Everything from the first line of the records to the line containing "Target: dark green tree", inclusive, is to be extracted exactly, and nothing more.
(SUPPLIED RECORDS Opens)
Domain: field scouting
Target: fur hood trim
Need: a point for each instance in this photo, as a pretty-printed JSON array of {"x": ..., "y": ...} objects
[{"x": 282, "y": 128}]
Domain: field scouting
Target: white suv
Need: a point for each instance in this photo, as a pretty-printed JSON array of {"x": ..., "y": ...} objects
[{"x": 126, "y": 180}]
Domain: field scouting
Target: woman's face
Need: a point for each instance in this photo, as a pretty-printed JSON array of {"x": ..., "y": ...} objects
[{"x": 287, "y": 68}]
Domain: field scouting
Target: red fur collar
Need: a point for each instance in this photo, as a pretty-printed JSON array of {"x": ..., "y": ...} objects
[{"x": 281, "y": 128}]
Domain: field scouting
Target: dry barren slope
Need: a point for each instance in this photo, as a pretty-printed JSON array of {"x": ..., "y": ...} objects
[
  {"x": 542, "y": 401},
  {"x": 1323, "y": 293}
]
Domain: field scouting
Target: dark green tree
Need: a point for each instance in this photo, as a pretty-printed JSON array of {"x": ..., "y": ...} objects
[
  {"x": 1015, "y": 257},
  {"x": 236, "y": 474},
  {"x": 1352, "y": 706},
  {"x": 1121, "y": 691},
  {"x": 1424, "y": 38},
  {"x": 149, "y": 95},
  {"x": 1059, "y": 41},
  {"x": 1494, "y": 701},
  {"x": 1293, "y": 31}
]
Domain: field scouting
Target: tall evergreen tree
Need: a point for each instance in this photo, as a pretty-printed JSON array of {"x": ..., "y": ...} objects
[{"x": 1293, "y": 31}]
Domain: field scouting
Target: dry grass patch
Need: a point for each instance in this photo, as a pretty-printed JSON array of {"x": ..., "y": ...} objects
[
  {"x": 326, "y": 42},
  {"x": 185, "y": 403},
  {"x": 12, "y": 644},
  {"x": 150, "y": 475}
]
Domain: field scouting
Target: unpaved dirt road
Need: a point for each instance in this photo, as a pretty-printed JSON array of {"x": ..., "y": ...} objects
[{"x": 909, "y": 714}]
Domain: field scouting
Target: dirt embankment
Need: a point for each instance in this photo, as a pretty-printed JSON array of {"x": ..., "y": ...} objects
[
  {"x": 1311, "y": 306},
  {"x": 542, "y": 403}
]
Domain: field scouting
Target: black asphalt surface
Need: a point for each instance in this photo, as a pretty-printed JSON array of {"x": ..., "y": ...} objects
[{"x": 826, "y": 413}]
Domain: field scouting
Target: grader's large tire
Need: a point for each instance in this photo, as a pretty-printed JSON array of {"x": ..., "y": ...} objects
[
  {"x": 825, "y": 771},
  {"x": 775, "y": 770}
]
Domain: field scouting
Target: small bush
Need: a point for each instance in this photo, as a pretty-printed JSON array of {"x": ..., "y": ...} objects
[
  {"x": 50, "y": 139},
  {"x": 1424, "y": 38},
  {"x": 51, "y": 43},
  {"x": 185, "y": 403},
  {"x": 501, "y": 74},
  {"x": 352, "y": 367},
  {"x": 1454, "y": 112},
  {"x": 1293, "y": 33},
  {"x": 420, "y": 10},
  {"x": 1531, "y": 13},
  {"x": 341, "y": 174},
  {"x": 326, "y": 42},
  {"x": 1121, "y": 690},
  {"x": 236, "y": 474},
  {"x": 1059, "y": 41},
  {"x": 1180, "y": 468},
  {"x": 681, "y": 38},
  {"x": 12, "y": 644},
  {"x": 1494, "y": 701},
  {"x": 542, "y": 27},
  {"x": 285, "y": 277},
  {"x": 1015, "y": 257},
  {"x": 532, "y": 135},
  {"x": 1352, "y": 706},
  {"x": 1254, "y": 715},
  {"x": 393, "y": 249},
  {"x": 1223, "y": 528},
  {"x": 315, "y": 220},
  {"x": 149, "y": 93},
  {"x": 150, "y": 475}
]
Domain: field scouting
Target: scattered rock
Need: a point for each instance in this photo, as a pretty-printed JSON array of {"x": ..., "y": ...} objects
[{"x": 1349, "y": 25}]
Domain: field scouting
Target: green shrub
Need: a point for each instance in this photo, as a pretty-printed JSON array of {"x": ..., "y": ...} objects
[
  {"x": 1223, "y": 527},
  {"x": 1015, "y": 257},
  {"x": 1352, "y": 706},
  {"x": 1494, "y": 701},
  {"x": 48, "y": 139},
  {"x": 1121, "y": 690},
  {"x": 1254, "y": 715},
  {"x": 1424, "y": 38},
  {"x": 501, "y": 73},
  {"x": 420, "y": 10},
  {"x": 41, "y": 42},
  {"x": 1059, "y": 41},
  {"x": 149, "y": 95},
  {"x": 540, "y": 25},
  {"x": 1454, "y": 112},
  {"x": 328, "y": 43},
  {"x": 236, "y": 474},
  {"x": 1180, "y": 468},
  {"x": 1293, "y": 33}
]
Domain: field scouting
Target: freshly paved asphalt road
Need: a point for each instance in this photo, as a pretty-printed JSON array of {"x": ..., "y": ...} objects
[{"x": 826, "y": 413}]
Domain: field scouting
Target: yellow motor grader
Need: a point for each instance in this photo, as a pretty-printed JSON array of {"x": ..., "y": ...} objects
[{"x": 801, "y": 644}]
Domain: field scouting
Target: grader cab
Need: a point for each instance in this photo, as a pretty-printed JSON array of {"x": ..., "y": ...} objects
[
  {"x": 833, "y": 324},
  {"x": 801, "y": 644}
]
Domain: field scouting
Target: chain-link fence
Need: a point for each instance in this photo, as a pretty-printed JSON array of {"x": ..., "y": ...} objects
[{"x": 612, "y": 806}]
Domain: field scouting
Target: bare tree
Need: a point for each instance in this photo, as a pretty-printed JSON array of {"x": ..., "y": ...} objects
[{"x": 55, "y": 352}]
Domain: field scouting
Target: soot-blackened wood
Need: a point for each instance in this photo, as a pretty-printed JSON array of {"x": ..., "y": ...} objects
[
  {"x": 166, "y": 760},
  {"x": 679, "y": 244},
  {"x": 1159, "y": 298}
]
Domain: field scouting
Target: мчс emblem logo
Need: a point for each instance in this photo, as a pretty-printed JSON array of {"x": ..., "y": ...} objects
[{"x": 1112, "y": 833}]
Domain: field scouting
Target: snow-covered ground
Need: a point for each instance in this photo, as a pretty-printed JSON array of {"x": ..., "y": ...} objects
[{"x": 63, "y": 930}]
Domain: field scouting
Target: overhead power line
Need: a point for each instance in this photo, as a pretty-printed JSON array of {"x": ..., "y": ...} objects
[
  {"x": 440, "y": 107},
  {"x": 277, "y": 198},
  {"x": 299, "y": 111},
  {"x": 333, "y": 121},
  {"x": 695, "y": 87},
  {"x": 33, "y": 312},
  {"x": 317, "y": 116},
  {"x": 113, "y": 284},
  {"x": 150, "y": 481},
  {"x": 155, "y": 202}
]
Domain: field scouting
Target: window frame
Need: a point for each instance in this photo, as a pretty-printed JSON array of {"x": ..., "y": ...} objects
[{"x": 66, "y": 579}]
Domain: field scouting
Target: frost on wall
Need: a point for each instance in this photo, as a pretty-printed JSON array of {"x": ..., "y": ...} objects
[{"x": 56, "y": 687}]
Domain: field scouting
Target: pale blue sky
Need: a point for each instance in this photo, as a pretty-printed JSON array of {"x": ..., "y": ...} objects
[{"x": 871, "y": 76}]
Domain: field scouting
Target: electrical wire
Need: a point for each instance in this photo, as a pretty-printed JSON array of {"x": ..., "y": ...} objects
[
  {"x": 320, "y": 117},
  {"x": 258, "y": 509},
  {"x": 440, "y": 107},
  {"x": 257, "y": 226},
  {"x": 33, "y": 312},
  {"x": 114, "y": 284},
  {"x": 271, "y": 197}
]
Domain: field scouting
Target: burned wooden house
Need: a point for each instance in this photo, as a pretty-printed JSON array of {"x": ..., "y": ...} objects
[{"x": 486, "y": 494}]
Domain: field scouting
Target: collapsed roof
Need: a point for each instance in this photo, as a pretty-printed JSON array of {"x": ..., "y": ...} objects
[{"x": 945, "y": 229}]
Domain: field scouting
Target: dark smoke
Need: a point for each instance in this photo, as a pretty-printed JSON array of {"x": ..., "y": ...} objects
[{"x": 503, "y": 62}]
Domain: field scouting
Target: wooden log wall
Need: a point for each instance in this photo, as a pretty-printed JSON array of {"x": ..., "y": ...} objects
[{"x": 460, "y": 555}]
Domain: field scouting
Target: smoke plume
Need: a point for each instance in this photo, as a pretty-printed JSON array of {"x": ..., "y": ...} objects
(SUPPLIED RECORDS Closes)
SOLUTION TO THIS EXERCISE ->
Domain: field scouting
Target: fur hood trim
Need: a point for each instance in this photo, as a pretty-printed JSON array of {"x": ..., "y": ...} objects
[{"x": 282, "y": 128}]
Domain: field scouting
Target: white suv
Need: a point for each instance in this photo, as a pretty-printed JSON array of {"x": ..., "y": ...} objects
[{"x": 126, "y": 180}]
Domain: field scouting
Target: woman's face
Need: a point for each instance in this photo, as a pretty-printed JSON array of {"x": ..., "y": ...} objects
[{"x": 287, "y": 68}]
Domain: field scouting
Target: red fur collar
Need: a point for each instance in this photo, as a pretty-printed JSON array of {"x": ..., "y": ...} objects
[{"x": 281, "y": 128}]
Domain: field scouting
Target: dry barren slope
Need: a point for each instance in this photo, as a pretty-printed JSON array of {"x": ..., "y": ...} objects
[
  {"x": 542, "y": 401},
  {"x": 1323, "y": 293}
]
Domain: field scouting
Target: dark green tree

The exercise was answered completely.